# Exercise goal
Write out the data again exactly, skipping every picture.

:: Supplied entries

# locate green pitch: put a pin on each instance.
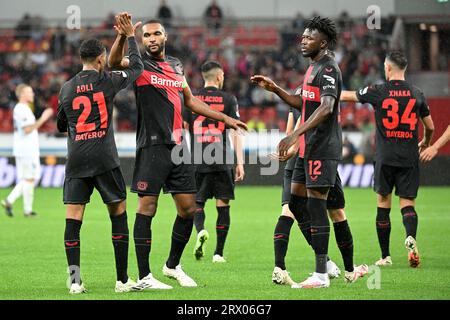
(33, 262)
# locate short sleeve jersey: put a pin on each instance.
(323, 78)
(210, 144)
(159, 100)
(397, 106)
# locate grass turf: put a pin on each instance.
(33, 263)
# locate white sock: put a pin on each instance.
(15, 193)
(28, 195)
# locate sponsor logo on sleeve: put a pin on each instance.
(363, 91)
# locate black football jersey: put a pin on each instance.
(159, 100)
(85, 111)
(397, 106)
(323, 78)
(210, 144)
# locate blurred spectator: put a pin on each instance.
(213, 16)
(348, 150)
(298, 23)
(374, 77)
(23, 29)
(165, 14)
(356, 80)
(51, 57)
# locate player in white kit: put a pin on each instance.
(25, 150)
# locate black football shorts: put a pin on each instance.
(405, 180)
(218, 184)
(110, 185)
(154, 170)
(336, 197)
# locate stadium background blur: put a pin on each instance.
(253, 36)
(247, 37)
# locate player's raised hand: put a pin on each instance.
(285, 144)
(240, 173)
(291, 152)
(124, 25)
(428, 154)
(235, 124)
(264, 82)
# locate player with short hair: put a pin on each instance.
(161, 91)
(335, 208)
(320, 150)
(397, 105)
(215, 177)
(25, 150)
(85, 111)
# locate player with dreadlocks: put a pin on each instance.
(320, 149)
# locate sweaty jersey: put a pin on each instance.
(397, 105)
(323, 78)
(159, 100)
(85, 111)
(210, 144)
(290, 164)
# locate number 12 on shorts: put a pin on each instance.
(314, 167)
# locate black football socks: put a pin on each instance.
(199, 217)
(383, 224)
(222, 227)
(281, 240)
(344, 241)
(181, 232)
(143, 241)
(320, 231)
(410, 221)
(120, 237)
(72, 246)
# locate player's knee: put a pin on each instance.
(75, 211)
(116, 209)
(147, 206)
(187, 212)
(200, 205)
(337, 215)
(286, 212)
(297, 205)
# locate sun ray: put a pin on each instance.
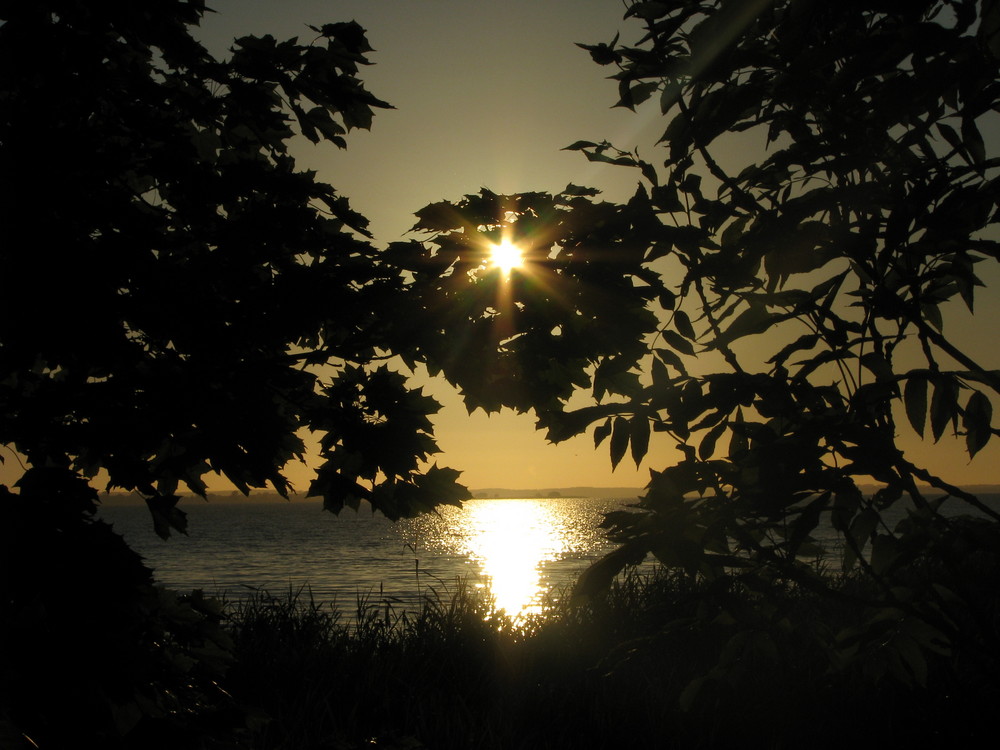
(506, 256)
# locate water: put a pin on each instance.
(520, 550)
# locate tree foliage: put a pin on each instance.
(179, 298)
(825, 203)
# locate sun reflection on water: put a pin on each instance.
(511, 539)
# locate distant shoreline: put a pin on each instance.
(118, 499)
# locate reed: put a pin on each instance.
(456, 674)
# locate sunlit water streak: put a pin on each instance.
(517, 550)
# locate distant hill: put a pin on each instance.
(503, 492)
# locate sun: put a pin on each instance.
(506, 256)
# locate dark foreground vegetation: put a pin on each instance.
(608, 674)
(783, 316)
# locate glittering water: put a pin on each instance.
(517, 549)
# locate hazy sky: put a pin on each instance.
(486, 94)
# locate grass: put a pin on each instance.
(626, 671)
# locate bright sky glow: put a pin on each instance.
(506, 256)
(511, 539)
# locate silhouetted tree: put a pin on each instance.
(824, 203)
(177, 298)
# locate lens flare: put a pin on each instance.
(506, 256)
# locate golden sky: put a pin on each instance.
(486, 94)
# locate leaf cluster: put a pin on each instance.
(825, 201)
(173, 283)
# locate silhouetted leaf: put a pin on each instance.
(944, 405)
(639, 437)
(977, 422)
(683, 324)
(621, 431)
(915, 400)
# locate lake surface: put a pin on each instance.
(517, 549)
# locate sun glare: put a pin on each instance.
(506, 256)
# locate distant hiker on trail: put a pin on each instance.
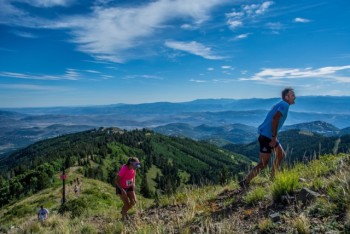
(125, 184)
(268, 131)
(42, 213)
(77, 187)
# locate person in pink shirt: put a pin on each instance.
(125, 184)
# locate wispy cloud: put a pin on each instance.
(247, 14)
(143, 77)
(31, 87)
(70, 74)
(274, 75)
(111, 33)
(242, 36)
(24, 34)
(275, 26)
(198, 81)
(301, 20)
(193, 47)
(46, 3)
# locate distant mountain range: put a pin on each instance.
(219, 121)
(299, 145)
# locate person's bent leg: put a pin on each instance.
(126, 205)
(132, 199)
(279, 155)
(264, 159)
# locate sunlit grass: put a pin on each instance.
(285, 182)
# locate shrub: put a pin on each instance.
(286, 182)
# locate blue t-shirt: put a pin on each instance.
(265, 128)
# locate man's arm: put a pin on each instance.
(275, 121)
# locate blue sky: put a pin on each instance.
(70, 52)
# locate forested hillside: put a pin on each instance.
(100, 153)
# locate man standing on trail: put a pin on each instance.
(125, 184)
(268, 131)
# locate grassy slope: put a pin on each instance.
(216, 209)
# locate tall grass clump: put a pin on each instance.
(265, 225)
(75, 207)
(302, 224)
(285, 182)
(339, 191)
(255, 195)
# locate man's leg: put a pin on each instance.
(279, 155)
(264, 160)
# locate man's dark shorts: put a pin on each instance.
(264, 143)
(118, 191)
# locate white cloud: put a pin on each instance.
(275, 26)
(70, 74)
(273, 75)
(92, 71)
(47, 3)
(111, 33)
(143, 77)
(32, 87)
(193, 47)
(114, 34)
(247, 14)
(301, 20)
(198, 81)
(242, 36)
(188, 27)
(24, 34)
(233, 24)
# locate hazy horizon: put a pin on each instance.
(78, 53)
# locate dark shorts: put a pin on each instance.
(264, 143)
(118, 191)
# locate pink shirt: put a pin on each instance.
(127, 176)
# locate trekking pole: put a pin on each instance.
(63, 178)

::::

# Output below
# locate green pitch: put a pin on each instance.
(33, 262)
# locate short sleeve jersey: put a pin on each instance.
(323, 78)
(210, 144)
(159, 100)
(397, 106)
# locate grass turf: put a pin on each instance.
(33, 263)
# locate white sock: put a pin on each instance.
(15, 193)
(28, 195)
# locate sponsor logo on sleeve: put a pin on each instance.
(363, 91)
# locate black football jersey: put a pin on each instance.
(159, 100)
(85, 111)
(397, 106)
(323, 78)
(210, 144)
# locate blurred spectator: put a pin on each instance.
(213, 16)
(348, 150)
(298, 23)
(374, 77)
(23, 29)
(165, 14)
(356, 80)
(51, 57)
# locate player in white kit: put a pin on each instance.
(25, 150)
# locate black football shorts: put a pin on each instance.
(405, 180)
(218, 184)
(110, 185)
(154, 170)
(336, 197)
# locate stadium background blur: put a pin on each instance.
(253, 36)
(247, 37)
# locate player's raised hand: put a pin on each instance.
(285, 144)
(240, 173)
(291, 152)
(124, 25)
(428, 154)
(235, 124)
(264, 82)
# locate player with short hair: put a pin on each instance.
(161, 91)
(335, 208)
(320, 150)
(397, 105)
(215, 177)
(25, 150)
(85, 111)
# locate player with dreadlocks: put a pin on each instance.
(320, 149)
# locate sweaty jersey: put a pin on each instance.
(397, 105)
(323, 78)
(159, 100)
(85, 111)
(210, 144)
(290, 164)
# locate number 12 on shorts: put a pin on each instance.
(314, 167)
# locate black football socks: put a pin on each instance.
(199, 217)
(383, 224)
(222, 227)
(281, 240)
(344, 241)
(181, 232)
(143, 241)
(320, 231)
(410, 221)
(120, 237)
(72, 246)
# locate player's knee: put a pin on each instance.
(75, 211)
(116, 209)
(147, 206)
(187, 212)
(200, 205)
(337, 215)
(286, 212)
(297, 205)
# locate sun ray: put a pin on each instance.
(506, 256)
# locate water: put a pin on each instance.
(520, 550)
# locate tree foliage: put a pin on each instance.
(179, 298)
(825, 203)
# locate sun reflection on water: put a pin on each instance.
(511, 539)
# locate distant shoreline: put a pin on each instance.
(118, 499)
# locate reed: put a pin on each instance.
(456, 674)
# locate sunlit water streak: put a pin on each instance.
(517, 550)
# locate distant hill: put a pin on each instance.
(503, 492)
# locate sun: put a pin on each instance.
(506, 256)
# locate dark foreground vegetation: put a pin on each instance.
(608, 674)
(783, 316)
# locate glittering water: put a pin on each instance.
(517, 549)
# locate hazy sky: put a pin on each instance.
(486, 94)
# locate grass: put a pin on each instance.
(626, 671)
# locate bright sky glow: put a pin on each instance.
(506, 256)
(511, 539)
# locate silhouetted tree: put a pin on each instance.
(824, 203)
(177, 298)
# locate lens flare: put a pin on each instance.
(506, 256)
# locate golden sky: put a pin on each instance.
(486, 94)
# locate leaf cluster: put a pin on each instance.
(825, 201)
(173, 283)
# locate silhouetted leaf: put a pin on each instance.
(944, 405)
(639, 437)
(977, 422)
(683, 324)
(621, 431)
(915, 400)
# locate lake surface: put a pin on each instance.
(517, 549)
# locate sun glare: put a pin on each instance.
(506, 256)
# locate distant hiker on trail: put a pin on each instance.
(125, 184)
(268, 131)
(42, 213)
(77, 187)
# locate person in pink shirt: put a pin on each instance.
(125, 184)
# locate wispy cloud: put a pin on each instance.
(247, 14)
(143, 77)
(31, 87)
(70, 74)
(274, 75)
(111, 33)
(242, 36)
(24, 34)
(275, 26)
(198, 81)
(301, 20)
(193, 47)
(46, 3)
# locate distant mountain range: put a pin on each instance.
(219, 121)
(299, 145)
# locate person's bent leg: put a pin on each instance.
(126, 205)
(132, 199)
(279, 155)
(264, 159)
# locate sunlit grass: put a pin on each instance.
(285, 182)
# locate shrub: put a pin on each instance.
(286, 182)
# locate blue t-shirt: put a pin on each instance.
(265, 128)
# locate man's arm: put a pin on each instance.
(275, 121)
# locate blue sky: put a pin on each instance.
(70, 52)
# locate forested hillside: put a pin on each instance.
(100, 153)
# locate man standing on trail: put a pin on each instance.
(125, 184)
(268, 131)
# locate grassy slope: put a pin on each instance.
(216, 209)
# locate tall grass clump: put a pin on each instance.
(265, 225)
(75, 207)
(302, 224)
(285, 182)
(339, 191)
(255, 195)
# locate man's leg: put a pin on each instance.
(279, 155)
(264, 160)
# locate man's dark shorts: put a pin on each instance.
(264, 143)
(118, 191)
# locate white cloud: put a pin on each instance.
(275, 26)
(70, 74)
(273, 75)
(92, 71)
(47, 3)
(111, 33)
(143, 77)
(32, 87)
(193, 47)
(114, 34)
(247, 14)
(301, 20)
(198, 81)
(242, 36)
(188, 27)
(24, 34)
(233, 24)
# locate hazy horizon: put a pin on each instance.
(78, 53)
# locate dark shorts: put a pin on each instance.
(264, 143)
(118, 191)
# locate pink shirt: put a pin on each instance.
(127, 176)
# locate trekking pole: put a pin on each instance.
(63, 178)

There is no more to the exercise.